Por favor, ¿en qué mes y año se hizo la publicación en Facebook de la que habla el bloque de texto?

Bloque de texto:
----------------------------------------

Esto me lleva al story time: cierta tarde de octubre de 2022 hice una publicación en Facebook (con la privacidad puesta en “público”) en la que comentaba a mis poco más de 500 contactos y seguidoras que había dos activistas en Querétaro a las que se les estaba dando mucho foro y difusión, pero que son transfóbicas. ¿Por qué me pareció importante señalar eso? Porque en un país en el que la esperanza de vida de las mujeres trans es de 35 años, que es el segundo lugar a nivel mundial en asesinatos de personas trans y en el que la salud mental (y la vida) de millones de personas no cisgénero penden de un hilo, lo que menos necesitamos es a feministas autoproclamadas defensoras de derechos humanos (y “radicales”) haciendo precisamente lo contrario: malgenerizando, inventándose conceptos ridículos, como el “borrado de mujeres”, y (más preocupante aún) cabildeando para negarle derechos a las personas no cis (como yo); derechos fundamentales como los de la identidad, el libre desarrollo de la personalidad, el de la salud y un largo etcétera.

Con la curiosidad que caracteriza a la banda, no tardaron en preguntarme en un comentario a quiénes me refería. A mí no me va eso de aventar la piedra y esconder la mano; por otro lado, las dos mujeres a las que me refería son muy públicas en cuanto a su postura antitrans. Han realizado publicaciones al respecto, compartido contenido transodiante de otras mujeres transfóbicas e incluso en meses pasados un grupo ligado a una de ellas organizó una “encuentra separatista” a donde invitaron a reconocidas “activistas” antitrans. No habría yo sacado a nadie del clóset terf, puesto que ellas no estaban adentro. Así que di los nombres.

----------------------------------------

Datos registrados:
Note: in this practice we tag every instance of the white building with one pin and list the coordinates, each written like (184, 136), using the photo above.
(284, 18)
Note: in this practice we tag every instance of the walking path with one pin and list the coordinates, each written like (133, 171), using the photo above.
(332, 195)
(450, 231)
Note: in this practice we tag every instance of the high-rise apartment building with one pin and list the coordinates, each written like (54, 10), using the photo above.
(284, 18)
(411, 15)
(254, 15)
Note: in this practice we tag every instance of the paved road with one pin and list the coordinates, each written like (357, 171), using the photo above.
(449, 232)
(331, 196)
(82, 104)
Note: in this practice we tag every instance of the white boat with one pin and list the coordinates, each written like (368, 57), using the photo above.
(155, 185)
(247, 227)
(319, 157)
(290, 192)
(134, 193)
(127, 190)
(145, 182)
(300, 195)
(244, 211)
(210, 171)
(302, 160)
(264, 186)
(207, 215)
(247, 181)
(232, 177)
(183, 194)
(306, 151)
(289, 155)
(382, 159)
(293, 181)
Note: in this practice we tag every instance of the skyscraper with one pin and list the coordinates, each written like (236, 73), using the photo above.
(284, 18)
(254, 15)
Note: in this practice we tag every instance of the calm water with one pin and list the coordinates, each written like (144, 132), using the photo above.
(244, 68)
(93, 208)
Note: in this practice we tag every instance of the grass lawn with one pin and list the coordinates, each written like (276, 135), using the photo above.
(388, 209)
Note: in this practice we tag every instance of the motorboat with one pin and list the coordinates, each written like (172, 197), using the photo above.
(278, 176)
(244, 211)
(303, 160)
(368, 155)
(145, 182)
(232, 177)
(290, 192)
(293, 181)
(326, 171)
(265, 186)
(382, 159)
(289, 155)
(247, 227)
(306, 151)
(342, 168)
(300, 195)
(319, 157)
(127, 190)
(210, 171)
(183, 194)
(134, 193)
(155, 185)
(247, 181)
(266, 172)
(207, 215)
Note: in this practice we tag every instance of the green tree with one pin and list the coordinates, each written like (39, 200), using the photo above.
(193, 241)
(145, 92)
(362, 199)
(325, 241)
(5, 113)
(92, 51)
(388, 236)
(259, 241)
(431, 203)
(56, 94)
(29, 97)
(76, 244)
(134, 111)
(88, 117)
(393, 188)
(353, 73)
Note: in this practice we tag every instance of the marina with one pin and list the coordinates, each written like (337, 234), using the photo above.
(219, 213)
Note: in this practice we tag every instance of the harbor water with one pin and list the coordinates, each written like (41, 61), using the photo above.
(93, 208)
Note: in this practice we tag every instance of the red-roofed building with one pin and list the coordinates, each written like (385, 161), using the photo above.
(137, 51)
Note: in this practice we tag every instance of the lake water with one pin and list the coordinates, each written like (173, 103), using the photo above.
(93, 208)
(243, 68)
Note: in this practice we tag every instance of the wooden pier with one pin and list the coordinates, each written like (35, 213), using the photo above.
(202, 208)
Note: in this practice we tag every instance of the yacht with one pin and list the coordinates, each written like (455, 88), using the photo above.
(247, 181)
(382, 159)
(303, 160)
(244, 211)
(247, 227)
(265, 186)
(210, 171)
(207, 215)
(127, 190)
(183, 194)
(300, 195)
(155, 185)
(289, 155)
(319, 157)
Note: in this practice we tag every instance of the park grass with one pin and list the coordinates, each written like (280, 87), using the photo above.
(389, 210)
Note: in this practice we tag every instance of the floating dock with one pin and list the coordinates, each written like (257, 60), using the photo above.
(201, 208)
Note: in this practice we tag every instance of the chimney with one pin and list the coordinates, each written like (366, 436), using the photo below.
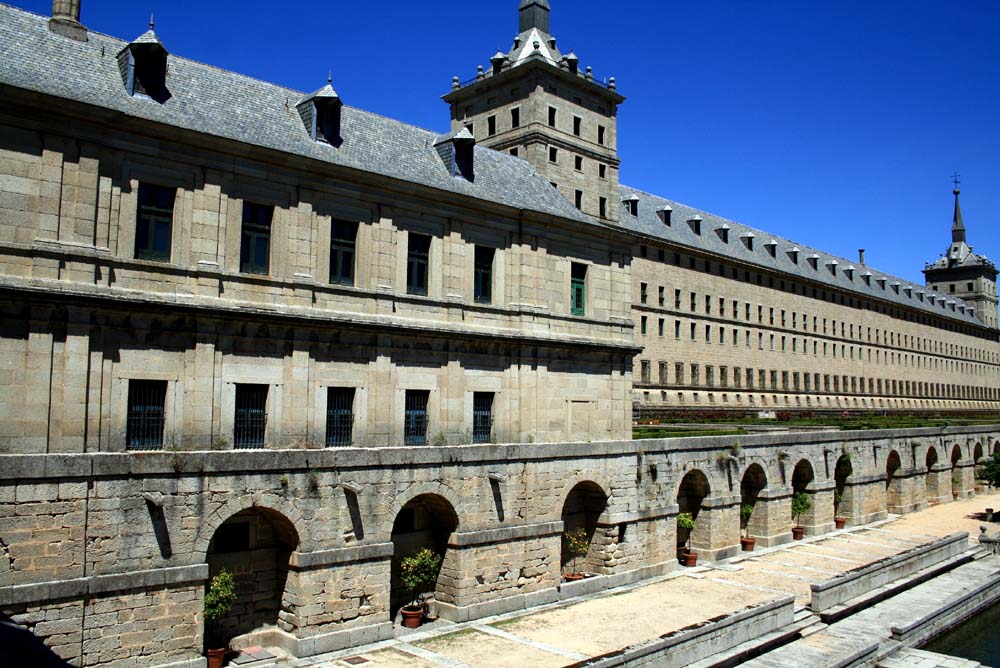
(65, 20)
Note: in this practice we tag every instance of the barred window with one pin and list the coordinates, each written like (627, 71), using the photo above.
(339, 416)
(144, 423)
(482, 417)
(153, 222)
(251, 416)
(415, 418)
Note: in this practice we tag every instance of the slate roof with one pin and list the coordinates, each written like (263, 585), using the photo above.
(216, 102)
(680, 232)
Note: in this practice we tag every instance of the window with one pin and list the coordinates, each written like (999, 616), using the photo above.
(482, 417)
(342, 242)
(153, 221)
(578, 288)
(251, 416)
(415, 418)
(255, 242)
(416, 264)
(483, 275)
(339, 416)
(144, 422)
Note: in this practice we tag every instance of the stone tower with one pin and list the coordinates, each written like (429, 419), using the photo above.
(962, 274)
(538, 104)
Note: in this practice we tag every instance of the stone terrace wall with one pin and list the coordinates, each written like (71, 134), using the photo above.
(105, 555)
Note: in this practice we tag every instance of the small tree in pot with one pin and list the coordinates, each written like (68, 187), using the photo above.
(686, 521)
(219, 601)
(418, 574)
(578, 545)
(800, 504)
(746, 542)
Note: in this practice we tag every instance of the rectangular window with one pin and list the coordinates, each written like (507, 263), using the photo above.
(339, 416)
(343, 236)
(415, 418)
(578, 289)
(144, 423)
(483, 275)
(153, 222)
(417, 256)
(251, 416)
(482, 417)
(255, 242)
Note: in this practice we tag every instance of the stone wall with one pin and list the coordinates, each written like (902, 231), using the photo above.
(136, 535)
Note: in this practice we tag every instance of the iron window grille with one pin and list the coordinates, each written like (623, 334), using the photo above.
(482, 417)
(578, 289)
(153, 222)
(255, 246)
(251, 416)
(415, 421)
(144, 422)
(416, 264)
(343, 236)
(339, 416)
(483, 287)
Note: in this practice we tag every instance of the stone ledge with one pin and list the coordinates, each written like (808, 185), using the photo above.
(44, 592)
(352, 553)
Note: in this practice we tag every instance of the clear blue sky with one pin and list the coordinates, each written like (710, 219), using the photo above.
(836, 123)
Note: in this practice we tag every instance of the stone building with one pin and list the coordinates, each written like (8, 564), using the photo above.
(227, 304)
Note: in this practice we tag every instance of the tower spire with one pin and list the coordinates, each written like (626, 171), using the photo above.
(957, 226)
(534, 14)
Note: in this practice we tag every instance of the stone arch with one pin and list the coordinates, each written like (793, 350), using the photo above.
(582, 507)
(753, 482)
(255, 544)
(426, 520)
(893, 492)
(692, 491)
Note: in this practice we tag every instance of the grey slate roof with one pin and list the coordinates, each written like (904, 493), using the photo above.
(216, 102)
(680, 232)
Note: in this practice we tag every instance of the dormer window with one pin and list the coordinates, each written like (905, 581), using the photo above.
(320, 113)
(143, 66)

----------------------------------------

Respuesta: En octubre de 2022.